--- Start LISTED ENTRIES ---
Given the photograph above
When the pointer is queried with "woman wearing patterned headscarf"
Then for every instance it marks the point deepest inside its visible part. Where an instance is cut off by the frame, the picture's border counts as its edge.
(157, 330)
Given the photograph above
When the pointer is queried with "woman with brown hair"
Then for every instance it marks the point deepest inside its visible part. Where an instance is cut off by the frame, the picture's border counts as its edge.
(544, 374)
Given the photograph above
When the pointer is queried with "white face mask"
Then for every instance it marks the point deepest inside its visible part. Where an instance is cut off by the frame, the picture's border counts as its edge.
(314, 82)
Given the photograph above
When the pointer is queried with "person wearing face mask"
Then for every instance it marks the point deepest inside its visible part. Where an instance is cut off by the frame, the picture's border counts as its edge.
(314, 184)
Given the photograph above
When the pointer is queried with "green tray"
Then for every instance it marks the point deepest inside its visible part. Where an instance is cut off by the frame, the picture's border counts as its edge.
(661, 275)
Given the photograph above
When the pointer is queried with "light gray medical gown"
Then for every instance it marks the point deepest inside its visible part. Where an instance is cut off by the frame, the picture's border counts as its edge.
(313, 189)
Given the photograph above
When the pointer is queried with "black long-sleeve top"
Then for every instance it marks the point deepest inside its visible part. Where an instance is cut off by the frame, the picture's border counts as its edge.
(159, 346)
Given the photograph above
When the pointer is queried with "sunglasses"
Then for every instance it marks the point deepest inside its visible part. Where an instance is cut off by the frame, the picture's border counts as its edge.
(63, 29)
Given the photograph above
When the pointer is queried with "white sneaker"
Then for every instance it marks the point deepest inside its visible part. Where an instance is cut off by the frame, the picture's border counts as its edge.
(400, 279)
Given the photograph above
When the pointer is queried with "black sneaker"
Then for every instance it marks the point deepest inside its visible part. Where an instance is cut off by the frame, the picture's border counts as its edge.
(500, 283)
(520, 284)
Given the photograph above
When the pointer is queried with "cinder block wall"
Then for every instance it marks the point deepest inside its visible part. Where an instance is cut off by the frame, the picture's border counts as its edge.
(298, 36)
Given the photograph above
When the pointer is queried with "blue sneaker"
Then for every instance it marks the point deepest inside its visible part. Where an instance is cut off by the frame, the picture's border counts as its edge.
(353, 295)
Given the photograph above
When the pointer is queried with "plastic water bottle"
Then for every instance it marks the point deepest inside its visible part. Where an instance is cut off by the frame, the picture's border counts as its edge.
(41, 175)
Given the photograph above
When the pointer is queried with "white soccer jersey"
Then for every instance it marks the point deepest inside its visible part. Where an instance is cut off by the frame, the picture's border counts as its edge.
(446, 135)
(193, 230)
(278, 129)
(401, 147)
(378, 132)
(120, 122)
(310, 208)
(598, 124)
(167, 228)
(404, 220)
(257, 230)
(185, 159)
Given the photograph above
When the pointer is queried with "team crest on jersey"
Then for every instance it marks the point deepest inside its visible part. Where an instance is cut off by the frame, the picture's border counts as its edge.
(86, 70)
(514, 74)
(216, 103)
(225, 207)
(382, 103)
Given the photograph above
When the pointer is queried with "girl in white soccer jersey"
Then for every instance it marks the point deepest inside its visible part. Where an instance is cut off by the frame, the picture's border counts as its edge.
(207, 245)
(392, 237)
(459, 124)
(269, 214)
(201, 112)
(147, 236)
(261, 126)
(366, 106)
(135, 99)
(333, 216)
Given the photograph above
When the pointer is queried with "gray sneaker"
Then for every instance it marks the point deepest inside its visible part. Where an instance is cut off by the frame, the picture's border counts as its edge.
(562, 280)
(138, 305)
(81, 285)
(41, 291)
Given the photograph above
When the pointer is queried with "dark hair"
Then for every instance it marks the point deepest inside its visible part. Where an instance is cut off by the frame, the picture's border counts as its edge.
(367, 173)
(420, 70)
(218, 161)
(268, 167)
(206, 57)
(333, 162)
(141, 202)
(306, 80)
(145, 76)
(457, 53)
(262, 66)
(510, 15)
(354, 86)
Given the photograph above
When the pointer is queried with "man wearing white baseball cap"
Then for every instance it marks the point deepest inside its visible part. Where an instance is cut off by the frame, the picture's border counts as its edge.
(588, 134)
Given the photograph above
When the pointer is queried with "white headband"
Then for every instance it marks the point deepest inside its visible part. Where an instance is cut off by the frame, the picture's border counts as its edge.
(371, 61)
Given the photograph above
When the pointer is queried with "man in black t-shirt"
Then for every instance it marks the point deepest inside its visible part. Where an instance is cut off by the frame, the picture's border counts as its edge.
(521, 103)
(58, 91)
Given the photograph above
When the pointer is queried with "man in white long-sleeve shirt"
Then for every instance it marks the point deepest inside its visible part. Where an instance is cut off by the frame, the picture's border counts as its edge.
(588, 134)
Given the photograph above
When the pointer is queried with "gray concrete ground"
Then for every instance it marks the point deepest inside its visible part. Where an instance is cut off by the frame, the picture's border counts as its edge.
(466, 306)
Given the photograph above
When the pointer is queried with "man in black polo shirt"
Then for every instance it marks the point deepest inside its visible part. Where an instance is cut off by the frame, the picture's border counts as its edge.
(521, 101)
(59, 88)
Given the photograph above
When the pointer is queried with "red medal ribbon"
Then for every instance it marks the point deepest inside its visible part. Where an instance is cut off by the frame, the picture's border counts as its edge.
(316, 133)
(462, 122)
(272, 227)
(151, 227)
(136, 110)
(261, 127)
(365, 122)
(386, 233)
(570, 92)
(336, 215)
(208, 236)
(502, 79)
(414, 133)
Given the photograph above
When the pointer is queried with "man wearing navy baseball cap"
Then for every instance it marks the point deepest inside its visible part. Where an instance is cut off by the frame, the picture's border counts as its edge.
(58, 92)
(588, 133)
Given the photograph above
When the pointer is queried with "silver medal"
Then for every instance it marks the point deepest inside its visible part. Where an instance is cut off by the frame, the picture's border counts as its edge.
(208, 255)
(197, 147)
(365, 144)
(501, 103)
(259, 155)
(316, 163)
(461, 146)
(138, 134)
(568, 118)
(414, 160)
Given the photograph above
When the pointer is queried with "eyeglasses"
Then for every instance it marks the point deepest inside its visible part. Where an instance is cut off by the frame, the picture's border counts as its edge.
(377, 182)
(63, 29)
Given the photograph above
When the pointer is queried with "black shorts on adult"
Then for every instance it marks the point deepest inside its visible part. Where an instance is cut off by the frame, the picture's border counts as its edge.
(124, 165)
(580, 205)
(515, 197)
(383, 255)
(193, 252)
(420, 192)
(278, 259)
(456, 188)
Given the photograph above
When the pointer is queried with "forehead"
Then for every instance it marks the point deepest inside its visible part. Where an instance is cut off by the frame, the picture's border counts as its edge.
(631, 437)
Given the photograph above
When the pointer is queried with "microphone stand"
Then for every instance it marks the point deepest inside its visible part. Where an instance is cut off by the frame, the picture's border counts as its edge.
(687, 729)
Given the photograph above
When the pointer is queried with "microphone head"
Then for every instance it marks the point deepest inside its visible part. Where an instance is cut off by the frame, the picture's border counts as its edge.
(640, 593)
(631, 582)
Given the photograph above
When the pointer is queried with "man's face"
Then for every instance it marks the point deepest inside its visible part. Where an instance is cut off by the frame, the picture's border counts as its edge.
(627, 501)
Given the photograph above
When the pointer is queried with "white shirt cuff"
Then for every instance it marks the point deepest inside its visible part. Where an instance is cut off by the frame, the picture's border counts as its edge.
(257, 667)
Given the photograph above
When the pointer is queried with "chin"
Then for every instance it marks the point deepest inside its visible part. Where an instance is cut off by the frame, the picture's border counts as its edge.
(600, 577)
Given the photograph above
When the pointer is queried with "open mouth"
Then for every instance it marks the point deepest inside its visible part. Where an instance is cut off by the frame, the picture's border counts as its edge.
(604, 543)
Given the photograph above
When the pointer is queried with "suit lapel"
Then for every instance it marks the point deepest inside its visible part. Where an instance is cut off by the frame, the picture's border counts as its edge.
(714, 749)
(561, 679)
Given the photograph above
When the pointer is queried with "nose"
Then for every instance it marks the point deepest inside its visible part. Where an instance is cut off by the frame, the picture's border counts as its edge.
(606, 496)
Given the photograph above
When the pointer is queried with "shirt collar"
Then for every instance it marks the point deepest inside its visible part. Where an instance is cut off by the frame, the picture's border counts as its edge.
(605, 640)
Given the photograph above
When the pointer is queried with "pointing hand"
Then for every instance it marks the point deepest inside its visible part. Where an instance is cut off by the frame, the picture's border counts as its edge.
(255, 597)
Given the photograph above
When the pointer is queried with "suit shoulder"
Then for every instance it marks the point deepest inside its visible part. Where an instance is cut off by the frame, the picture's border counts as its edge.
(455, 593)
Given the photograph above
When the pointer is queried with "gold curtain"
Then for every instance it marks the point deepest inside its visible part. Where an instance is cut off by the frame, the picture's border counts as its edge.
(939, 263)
--- End LISTED ENTRIES ---
**TASK DESCRIPTION**: Find every line in the data above that contains the word "suit", and copy each of those lines. Matching is case-sensitive.

**OUTPUT BELOW**:
When the pointer is queried with "suit lapel"
When the pointer is queried with "suit shoulder"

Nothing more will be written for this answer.